● Data excerpts
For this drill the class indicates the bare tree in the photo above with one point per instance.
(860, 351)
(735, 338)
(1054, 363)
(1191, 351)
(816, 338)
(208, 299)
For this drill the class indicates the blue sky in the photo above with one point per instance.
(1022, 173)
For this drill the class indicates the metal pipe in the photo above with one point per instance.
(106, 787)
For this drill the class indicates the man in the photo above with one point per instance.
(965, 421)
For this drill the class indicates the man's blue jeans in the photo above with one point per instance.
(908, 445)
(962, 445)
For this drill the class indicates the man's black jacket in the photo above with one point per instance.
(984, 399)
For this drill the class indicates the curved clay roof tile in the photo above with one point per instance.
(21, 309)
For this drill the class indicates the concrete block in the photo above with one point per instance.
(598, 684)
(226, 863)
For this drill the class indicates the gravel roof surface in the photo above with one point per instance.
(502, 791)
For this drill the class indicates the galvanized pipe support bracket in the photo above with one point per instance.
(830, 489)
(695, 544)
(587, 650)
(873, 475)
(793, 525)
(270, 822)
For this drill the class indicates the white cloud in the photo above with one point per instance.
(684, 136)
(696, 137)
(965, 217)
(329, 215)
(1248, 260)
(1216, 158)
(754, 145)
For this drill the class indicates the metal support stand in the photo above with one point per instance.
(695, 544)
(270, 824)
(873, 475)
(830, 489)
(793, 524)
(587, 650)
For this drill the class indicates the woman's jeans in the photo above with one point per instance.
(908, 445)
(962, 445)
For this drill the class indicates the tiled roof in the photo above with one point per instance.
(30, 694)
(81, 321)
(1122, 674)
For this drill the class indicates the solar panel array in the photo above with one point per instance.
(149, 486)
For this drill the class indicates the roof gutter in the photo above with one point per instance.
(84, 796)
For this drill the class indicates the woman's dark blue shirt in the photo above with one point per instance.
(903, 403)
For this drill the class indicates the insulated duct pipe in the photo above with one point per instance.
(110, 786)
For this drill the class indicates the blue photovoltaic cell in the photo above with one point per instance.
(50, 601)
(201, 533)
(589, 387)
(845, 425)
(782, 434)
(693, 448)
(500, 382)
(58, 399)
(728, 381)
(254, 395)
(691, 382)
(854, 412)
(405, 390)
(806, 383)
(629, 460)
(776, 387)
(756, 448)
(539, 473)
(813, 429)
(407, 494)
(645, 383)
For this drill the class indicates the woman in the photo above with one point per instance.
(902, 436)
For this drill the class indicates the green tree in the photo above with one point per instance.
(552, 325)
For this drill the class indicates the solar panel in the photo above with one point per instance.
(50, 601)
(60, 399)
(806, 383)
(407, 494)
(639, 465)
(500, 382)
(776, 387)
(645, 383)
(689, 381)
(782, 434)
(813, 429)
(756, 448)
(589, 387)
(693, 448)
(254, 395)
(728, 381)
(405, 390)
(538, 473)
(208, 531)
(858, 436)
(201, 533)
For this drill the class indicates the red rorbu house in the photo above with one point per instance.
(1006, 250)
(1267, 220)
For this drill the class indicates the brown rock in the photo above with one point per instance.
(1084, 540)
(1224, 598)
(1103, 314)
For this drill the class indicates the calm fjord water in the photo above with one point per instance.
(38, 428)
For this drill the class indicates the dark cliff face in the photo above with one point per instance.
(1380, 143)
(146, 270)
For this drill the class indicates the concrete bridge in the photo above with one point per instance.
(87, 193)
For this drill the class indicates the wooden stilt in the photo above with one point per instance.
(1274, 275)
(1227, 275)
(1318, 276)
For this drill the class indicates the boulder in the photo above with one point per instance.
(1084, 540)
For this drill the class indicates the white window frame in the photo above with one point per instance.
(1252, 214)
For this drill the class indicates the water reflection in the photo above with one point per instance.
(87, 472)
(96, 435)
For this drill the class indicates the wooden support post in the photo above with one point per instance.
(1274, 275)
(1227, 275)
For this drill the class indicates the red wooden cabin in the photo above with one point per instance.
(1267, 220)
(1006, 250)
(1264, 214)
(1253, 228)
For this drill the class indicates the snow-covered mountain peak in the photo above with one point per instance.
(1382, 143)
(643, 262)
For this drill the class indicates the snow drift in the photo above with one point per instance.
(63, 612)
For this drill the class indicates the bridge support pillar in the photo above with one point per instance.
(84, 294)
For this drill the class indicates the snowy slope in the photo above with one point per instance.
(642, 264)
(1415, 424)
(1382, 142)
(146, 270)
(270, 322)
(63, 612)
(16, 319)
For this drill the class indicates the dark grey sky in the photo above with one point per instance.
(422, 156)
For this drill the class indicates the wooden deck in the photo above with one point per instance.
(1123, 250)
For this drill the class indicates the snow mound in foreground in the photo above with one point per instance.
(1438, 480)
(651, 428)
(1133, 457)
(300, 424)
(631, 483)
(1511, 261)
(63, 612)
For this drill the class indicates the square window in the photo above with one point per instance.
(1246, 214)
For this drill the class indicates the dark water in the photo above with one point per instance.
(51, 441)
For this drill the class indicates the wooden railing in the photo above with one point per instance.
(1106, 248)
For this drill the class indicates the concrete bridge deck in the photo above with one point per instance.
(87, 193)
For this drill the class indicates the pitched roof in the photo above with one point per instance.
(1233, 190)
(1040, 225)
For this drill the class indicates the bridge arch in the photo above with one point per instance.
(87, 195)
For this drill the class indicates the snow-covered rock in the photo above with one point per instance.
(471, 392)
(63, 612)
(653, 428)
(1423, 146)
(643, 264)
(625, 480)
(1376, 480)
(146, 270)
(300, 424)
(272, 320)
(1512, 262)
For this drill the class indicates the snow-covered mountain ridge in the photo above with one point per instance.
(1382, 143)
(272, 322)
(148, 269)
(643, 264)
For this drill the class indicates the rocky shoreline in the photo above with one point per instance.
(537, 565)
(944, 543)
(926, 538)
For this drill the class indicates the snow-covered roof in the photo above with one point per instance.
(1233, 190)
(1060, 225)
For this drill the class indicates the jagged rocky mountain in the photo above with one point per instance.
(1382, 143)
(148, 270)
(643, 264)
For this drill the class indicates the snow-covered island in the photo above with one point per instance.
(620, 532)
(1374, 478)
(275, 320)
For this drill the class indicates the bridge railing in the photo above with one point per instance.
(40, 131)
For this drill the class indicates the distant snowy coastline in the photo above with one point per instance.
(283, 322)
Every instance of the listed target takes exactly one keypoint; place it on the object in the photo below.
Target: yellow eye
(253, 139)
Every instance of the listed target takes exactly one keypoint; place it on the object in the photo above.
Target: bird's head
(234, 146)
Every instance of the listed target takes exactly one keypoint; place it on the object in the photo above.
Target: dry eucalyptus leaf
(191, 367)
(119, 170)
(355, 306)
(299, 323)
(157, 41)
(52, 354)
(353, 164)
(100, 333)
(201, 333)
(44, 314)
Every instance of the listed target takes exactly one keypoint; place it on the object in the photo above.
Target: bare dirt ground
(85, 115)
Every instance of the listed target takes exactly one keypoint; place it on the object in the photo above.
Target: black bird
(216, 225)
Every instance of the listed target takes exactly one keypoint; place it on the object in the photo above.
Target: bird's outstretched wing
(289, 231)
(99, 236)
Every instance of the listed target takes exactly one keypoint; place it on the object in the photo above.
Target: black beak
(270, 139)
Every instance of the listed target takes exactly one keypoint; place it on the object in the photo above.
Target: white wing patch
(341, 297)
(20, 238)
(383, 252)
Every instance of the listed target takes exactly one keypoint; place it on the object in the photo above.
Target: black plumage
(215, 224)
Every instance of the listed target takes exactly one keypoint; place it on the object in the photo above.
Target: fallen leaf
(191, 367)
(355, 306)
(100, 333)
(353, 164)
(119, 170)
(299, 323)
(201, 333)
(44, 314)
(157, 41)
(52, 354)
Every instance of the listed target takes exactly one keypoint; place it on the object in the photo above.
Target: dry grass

● Exercise requirements
The records above must be repeated exactly, every one of them.

● Response below
For this drill the class indicates the bare tree in the photo above with one point per instance.
(860, 351)
(735, 338)
(1054, 363)
(1191, 351)
(816, 338)
(208, 299)
For this drill the class indicates the blue sky in the photo above with one point per instance.
(1022, 173)
For this drill the class indicates the metal pipe in the photo above with one point per instance.
(106, 787)
For this drill the class indicates the man in the photo above with one point per instance.
(965, 421)
For this drill the class indicates the man's blue jeans in the photo above with one point per instance.
(908, 445)
(962, 445)
For this drill the class indicates the man's black jacket in the photo above with one point per instance.
(984, 399)
For this drill the class indicates the curved clay roof tile in the photo above with one point per instance.
(21, 309)
For this drill the class indicates the concrete block in the photo above with one point per instance.
(598, 684)
(226, 863)
For this drill the class indicates the gravel roof surface in the photo above with one point per instance.
(502, 791)
For this drill the class indicates the galvanized pipe support bracket in the photo above with one point per instance.
(830, 489)
(695, 544)
(587, 650)
(873, 475)
(793, 525)
(270, 822)
For this drill the class indicates the white cloud in the photo above with one point per instance.
(684, 136)
(696, 137)
(965, 217)
(329, 215)
(1248, 260)
(1216, 158)
(754, 145)
For this drill the class indicates the metal support stand in the photo above with one point per instance.
(695, 544)
(270, 824)
(873, 475)
(830, 489)
(793, 524)
(587, 650)
For this drill the class indicates the woman's jeans in the photo above with one point per instance.
(908, 445)
(962, 445)
For this drill the class indicates the tiled roof in the photo above with one point per instance.
(30, 694)
(81, 321)
(1122, 674)
For this drill the class indicates the solar panel array in the photo above with one point per instance.
(149, 486)
For this drill the class indicates the roof gutter in the photo above with one point per instance.
(84, 796)
For this drill the class indicates the woman's dark blue shirt in the photo above with one point per instance.
(903, 403)
For this drill the class indicates the insulated duct pipe in the photo above with one point per instance.
(110, 786)
For this drill the class indicates the blue photovoltaic cell in the photo above with one point per instance.
(50, 601)
(201, 533)
(589, 387)
(845, 425)
(782, 434)
(693, 448)
(500, 382)
(58, 399)
(728, 381)
(254, 395)
(691, 382)
(854, 412)
(405, 390)
(806, 383)
(629, 460)
(776, 387)
(756, 448)
(539, 473)
(813, 429)
(407, 494)
(645, 383)
For this drill the class indicates the woman in the photo above with one point per instance.
(902, 436)
For this drill the class indicates the green tree in the photo above with one point per instance.
(552, 325)
For this drill the class indicates the solar panel in the photo above with one point per instance.
(50, 601)
(60, 399)
(806, 383)
(407, 494)
(639, 465)
(500, 382)
(776, 387)
(645, 383)
(689, 381)
(782, 434)
(813, 429)
(756, 448)
(589, 387)
(693, 448)
(254, 395)
(728, 381)
(405, 390)
(538, 473)
(208, 531)
(858, 436)
(201, 533)
For this drill the class indicates the red rorbu house in the photo above with one point per instance.
(1006, 250)
(1267, 220)
For this drill the class indicates the brown rock in the photo above with one point per instance.
(1084, 540)
(1224, 598)
(1103, 314)
For this drill the class indicates the calm fjord water in the photo above with one point per instance.
(38, 428)
For this drill the class indicates the dark cliff face in the photo above with one point per instance.
(1380, 143)
(146, 270)
For this drill the class indicates the concrete bridge in the photo above with one point per instance.
(87, 193)
For this drill the class indicates the wooden stilt in the photo above with one point per instance.
(1274, 275)
(1227, 275)
(1318, 276)
For this drill the class indicates the boulder in the photo above with one point per instance.
(1084, 540)
For this drill the class indicates the white window frame in the photo above with one point per instance.
(1252, 214)
For this drill the class indicates the water reflection in the photo above with one point per instance.
(87, 472)
(96, 435)
For this drill the class indicates the wooden support post in the photo above with one point per instance.
(1274, 275)
(1227, 275)
For this drill the class indicates the red wooden cabin in the photo above with one point per instance.
(1267, 220)
(1006, 250)
(1264, 214)
(1253, 228)
For this drill the class indicates the snow-covered mountain peak in the photo above with one point per instance.
(1382, 143)
(643, 262)
For this drill the class indicates the snow drift in the photo above with one point per instance.
(63, 612)
For this drill the class indicates the bridge support pillar in the photo above with one point per instance.
(84, 294)
For this drill the class indicates the snowy slope in the photo above with one point per instance.
(642, 264)
(1415, 424)
(1382, 142)
(146, 270)
(270, 322)
(63, 612)
(16, 319)
For this drill the class indicates the dark grey sky in the photo above with one point per instance.
(422, 156)
For this drill the class indicates the wooden deck in the photo above with one point per instance.
(1123, 250)
For this drill the class indicates the snow mound in foreground in the photo above with one point per instance.
(1438, 480)
(651, 428)
(1133, 457)
(300, 424)
(631, 483)
(1511, 261)
(63, 612)
For this drill the class indicates the square window in the photo above with one point per instance.
(1246, 214)
For this drill the class indicates the dark water in the photo above with one point per instance.
(51, 441)
For this drill the class indicates the wooden railing in the photo above with one point per instance.
(1106, 248)
For this drill the class indicates the concrete bridge deck in the photo above with one point per instance.
(87, 193)
For this drill the class indicates the pitched roof in the photo above with one point per instance.
(1233, 190)
(1040, 225)
For this drill the class indicates the bridge arch in the photo above with one point per instance.
(87, 195)
For this drill the class indicates the snow-covered rock in the photo above with one point per instance.
(471, 392)
(63, 612)
(653, 428)
(1423, 146)
(643, 264)
(625, 480)
(1376, 480)
(146, 270)
(300, 424)
(272, 320)
(1512, 262)
For this drill the class indicates the snow-covered mountain ridge in the photo above with one point per instance.
(1382, 143)
(272, 322)
(148, 269)
(643, 264)
For this drill the class indicates the rocky shoreline in the photo above with one point per instance.
(537, 565)
(944, 543)
(926, 538)
For this drill the class indicates the snow-covered roof in the photo above with one point per instance.
(1233, 190)
(1060, 225)
For this drill the class indicates the jagged rocky mountain in the photo above with one point per instance.
(1382, 143)
(148, 270)
(643, 264)
For this drill the class indicates the snow-covered island in the photo above with one point per instance.
(620, 532)
(1374, 478)
(275, 320)
For this drill the class indicates the bridge railing in the photo above with one point per instance.
(40, 131)
For this drill the class indicates the distant snowy coastline in the photo above with one point per instance.
(283, 322)
Every instance of the listed target takes exactly one keypoint; place it on the object in the photo below.
Target: yellow eye
(253, 139)
Every instance of the listed target takes exactly one keypoint; place it on the object in the photo above.
Target: bird's head
(234, 146)
Every instance of the listed target takes exactly one keypoint; place it on the object in the photo above.
Target: dry eucalyptus leaf
(191, 367)
(119, 170)
(355, 306)
(299, 323)
(157, 41)
(52, 354)
(353, 164)
(100, 333)
(201, 333)
(44, 314)
Every instance of the listed target takes exactly one keypoint; place it on the object in the photo above.
Target: bare dirt ground
(85, 115)
Every instance of the listed target takes exactly one keypoint; place it on the object in the photo above.
Target: black bird
(216, 225)
Every instance of the listed target takes exactly one keypoint; place it on the object in the photo above.
Target: bird's outstretched wing
(289, 231)
(99, 236)
Every instance of the listed target takes exactly one keypoint; place it on the object in the photo above.
Target: black beak
(270, 139)
Every instance of the listed target takes exactly one keypoint; place it on the object in the photo above.
Target: white wing patch
(341, 297)
(20, 238)
(383, 252)
Every instance of the listed target takes exactly one keypoint; place it on the object in the photo above.
Target: black plumage
(215, 224)
Every instance of the listed target takes exactly one keypoint; place it on the object in the photo above.
Target: fallen leaf
(191, 367)
(355, 306)
(100, 333)
(353, 164)
(119, 170)
(299, 323)
(201, 333)
(44, 314)
(157, 41)
(52, 354)
Every instance of the listed target takes exactly one keypoint; place it on the object in the photo above.
Target: dry grass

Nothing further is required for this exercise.